## Page extract
Published online 2017 January 31. doi:  10.1364/BOE.8.001250
PMCID: PMC5330547

Lactate based optical screening of dengue virus infection in human sera using Raman spectroscopy

Abstract

This study presents the screening of dengue virus (DENV) infection in human blood sera based on lactate concentration using Raman spectroscopy. A total of 70 samples, 50 from confirmed DENV infected patients and 20 from healthy volunteers have been used in this study. Raman spectra of all these samples have been acquired in the spectral range from 600 cm−1 to 1800 cm−1 using a 532 nm laser as an excitation source. Spectra of all these samples have been analyzed for assessing the biochemical changes resulting from infection. In DENV infected samples three prominent Raman peaks have been found at 750, 830 and 1450 cm−1. These peaks are most probably attributed to an elevated level of lactate due to an impaired function of different body organs in dengue infected patients. This has been proven by an addition of lactic acid solution to the healthy serum in a controlled manner. By the addition of lactic acid solution, the intense Raman bands at 1003, 1156 and 1516 cm−1 found in the spectrum of healthy serum got suppressed when the new peaks appeared around 750, 830, 925, 950, 1123, 1333, 1450, 1580 and 1730 cm−1. The current study predicts that lactate may possibly be a potential biomarker for the diagnosis of DENV infection.

OCIS codes: (300.0300) Spectroscopy, (300.6450) Spectroscopy, Raman

1. Introduction

DENV infection is the most widely spreading mosquito born disease and become a major public health concern affecting millions of people world wide [1]. Dengue virus is transmitted to human via Aedes genus, especially Aedes agypti. It is an enveloped positive single strand virus which belongs to the family of flaviviridae. This family also includes Hepatitis C Virus, West Nile Virus and Yellow Fever Virus. Primary infection by any serotype leads to moderate severity and short immunity against all serotypes whereas lifelong immunity to the specific infecting type. However, subsequent ‘secondary’ infection by other serotype may lead to life threatening severe disease. In Asia, the risk of severe dengue infection is greater in children (≤15 years) than in adults [25]. Common symptoms of dengue infection include high fever, severe muscles/bones pain, headaches, nausea and vomiting. In most cases dengue patients recover from the infection by taking rest and maintaining body fluids. In the advance stage, dengue fever (DF) transfer to its severe life-threatening dengue hemorrhagic fever (DHF) or dengue shock syndrome (DSS) [610].

## Dataset extract

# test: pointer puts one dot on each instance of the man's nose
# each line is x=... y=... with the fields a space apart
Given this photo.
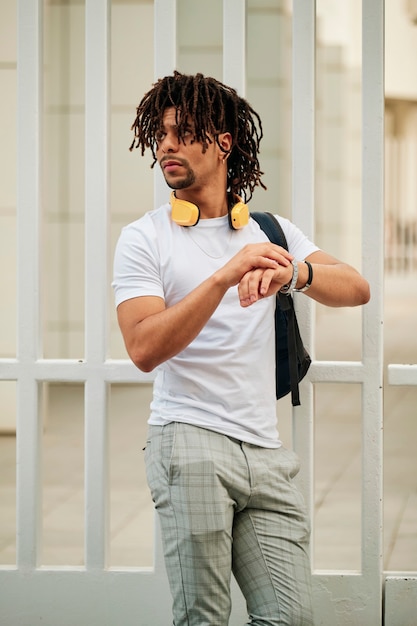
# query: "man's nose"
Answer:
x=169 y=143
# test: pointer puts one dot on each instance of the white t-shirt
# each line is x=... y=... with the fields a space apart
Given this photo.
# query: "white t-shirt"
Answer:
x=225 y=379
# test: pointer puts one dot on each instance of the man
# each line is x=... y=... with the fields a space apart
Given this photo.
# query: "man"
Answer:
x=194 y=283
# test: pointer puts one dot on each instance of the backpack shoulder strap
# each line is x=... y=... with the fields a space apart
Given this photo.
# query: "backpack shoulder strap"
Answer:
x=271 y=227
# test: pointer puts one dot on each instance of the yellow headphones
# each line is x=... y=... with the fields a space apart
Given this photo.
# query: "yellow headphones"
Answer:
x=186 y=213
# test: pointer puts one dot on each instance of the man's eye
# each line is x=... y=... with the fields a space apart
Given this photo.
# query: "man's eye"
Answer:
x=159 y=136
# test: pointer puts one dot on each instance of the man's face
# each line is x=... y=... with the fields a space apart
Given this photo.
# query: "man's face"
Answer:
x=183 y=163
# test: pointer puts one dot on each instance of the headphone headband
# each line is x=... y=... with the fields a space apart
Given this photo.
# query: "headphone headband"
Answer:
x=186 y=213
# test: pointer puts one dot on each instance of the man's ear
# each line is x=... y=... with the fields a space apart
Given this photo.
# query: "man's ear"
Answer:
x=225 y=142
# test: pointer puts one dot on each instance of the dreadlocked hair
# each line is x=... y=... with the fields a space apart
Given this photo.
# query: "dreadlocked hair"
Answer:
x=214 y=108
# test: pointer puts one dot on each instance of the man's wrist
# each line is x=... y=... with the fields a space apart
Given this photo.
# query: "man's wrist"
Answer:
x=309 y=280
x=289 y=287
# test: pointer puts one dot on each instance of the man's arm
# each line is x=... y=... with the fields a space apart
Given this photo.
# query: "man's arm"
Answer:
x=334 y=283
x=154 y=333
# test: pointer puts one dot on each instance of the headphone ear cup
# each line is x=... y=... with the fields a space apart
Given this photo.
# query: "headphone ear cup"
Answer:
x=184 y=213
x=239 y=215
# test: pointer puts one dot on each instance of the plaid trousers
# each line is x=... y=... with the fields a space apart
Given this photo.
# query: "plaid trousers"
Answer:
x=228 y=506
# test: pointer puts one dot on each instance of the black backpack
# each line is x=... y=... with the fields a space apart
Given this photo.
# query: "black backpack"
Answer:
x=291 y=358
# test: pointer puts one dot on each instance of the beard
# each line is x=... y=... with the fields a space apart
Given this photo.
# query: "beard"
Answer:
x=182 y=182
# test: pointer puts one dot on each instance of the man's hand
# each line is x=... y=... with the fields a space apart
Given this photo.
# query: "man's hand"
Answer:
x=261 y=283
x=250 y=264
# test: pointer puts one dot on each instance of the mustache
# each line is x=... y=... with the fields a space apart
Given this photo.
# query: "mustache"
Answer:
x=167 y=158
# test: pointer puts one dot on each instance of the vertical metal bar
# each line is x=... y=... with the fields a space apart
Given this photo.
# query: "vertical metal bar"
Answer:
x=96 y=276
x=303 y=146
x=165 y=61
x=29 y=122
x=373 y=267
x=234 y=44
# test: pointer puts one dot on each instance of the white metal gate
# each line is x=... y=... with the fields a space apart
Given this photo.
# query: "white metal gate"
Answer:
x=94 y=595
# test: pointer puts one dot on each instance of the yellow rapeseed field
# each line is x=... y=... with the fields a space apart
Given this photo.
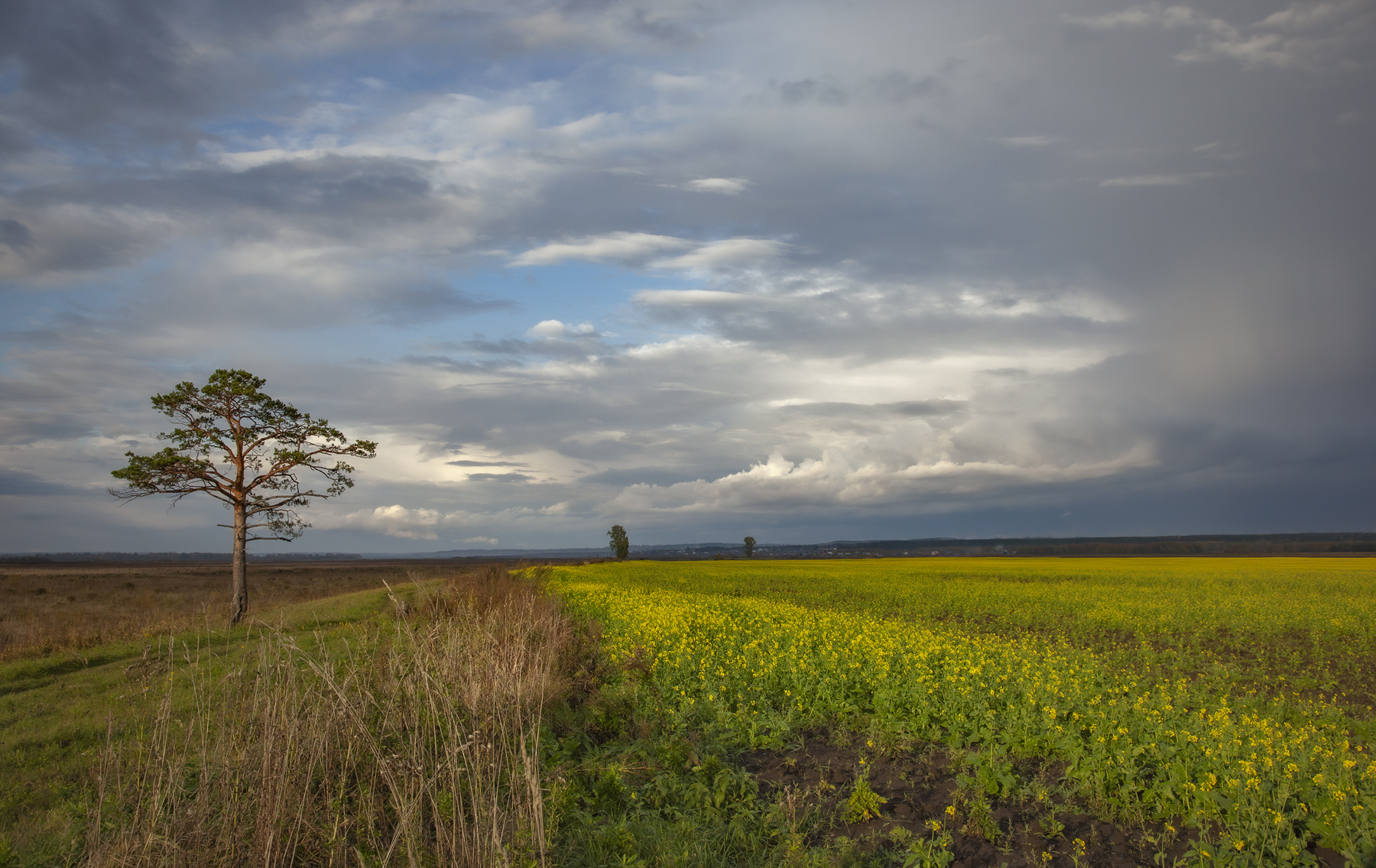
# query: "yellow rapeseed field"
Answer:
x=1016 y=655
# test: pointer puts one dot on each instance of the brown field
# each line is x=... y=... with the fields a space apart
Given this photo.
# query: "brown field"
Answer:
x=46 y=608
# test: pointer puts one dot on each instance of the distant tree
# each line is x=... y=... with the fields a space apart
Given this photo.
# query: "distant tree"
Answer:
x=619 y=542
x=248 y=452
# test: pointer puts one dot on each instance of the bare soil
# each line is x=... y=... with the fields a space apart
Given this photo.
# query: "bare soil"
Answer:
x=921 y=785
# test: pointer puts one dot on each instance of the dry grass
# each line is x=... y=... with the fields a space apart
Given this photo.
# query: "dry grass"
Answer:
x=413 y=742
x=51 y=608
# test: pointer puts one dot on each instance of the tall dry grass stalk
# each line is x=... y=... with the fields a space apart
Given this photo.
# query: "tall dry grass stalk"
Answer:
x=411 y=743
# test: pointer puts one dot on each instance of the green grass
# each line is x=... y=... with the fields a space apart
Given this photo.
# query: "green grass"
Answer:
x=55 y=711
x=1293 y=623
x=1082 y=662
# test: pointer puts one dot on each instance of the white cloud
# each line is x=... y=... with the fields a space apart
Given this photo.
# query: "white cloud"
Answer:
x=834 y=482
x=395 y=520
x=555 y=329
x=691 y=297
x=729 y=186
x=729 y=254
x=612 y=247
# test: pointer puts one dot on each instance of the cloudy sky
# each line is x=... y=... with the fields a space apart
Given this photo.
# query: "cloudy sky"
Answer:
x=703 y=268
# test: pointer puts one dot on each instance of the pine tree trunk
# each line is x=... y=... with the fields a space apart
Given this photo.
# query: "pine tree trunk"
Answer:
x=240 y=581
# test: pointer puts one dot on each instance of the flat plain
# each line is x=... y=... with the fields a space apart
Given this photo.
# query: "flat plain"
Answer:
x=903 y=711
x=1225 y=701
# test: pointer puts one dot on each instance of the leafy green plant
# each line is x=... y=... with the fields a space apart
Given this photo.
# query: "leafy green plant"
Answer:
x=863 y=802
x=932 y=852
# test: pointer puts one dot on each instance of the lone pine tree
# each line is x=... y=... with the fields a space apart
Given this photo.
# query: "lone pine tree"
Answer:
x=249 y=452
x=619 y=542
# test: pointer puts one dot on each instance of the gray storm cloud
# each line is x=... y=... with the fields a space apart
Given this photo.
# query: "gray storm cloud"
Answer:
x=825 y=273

## Apply what you read
**a.** In the dengue Raman spectroscopy excerpt, what laser served as the excitation source?
**b.** Please extend the dengue Raman spectroscopy excerpt beyond its last sentence.

## Task responses
**a.** A 532 nm laser.

**b.**
Currently there is no specific treatment for dengue, but proper medical care can prevent lives. An early and efficient diagnosis of dengue virus infection is of critical importance for treatment as well as better management of the disese [1113]. Cells and tissues are highly complex structures made of proteins, nucleic acids, polysaccharides, lipids, vitamins and other components that form the molecular compounds. In almost all diseases, initially changes occured at cellular level that successively proceed. Different types of laboratory tests such as polymerase chain reaction (PCR) and ELISA are used for viral dectection and monitoring of associated biochemical changes respectively. These techniques are quite good but also have some short comings. Since PCR is used for direct detection of virus, so it is effective only in the intial five days after an onset of the disease [14]. Likewise it is expensive, require high level of technical expertise and time consuming (almost a week). The ELISA test which are routinly perfomed for dengue infection diagnosis is based on immunoglobulin M & G (IgM & IgG) concentration, are comparitively fast and can differentiate between primaray and secondary infection. At the same time ELISA have the problem of false positive results which limit its use for monitoring of patients at mass scale.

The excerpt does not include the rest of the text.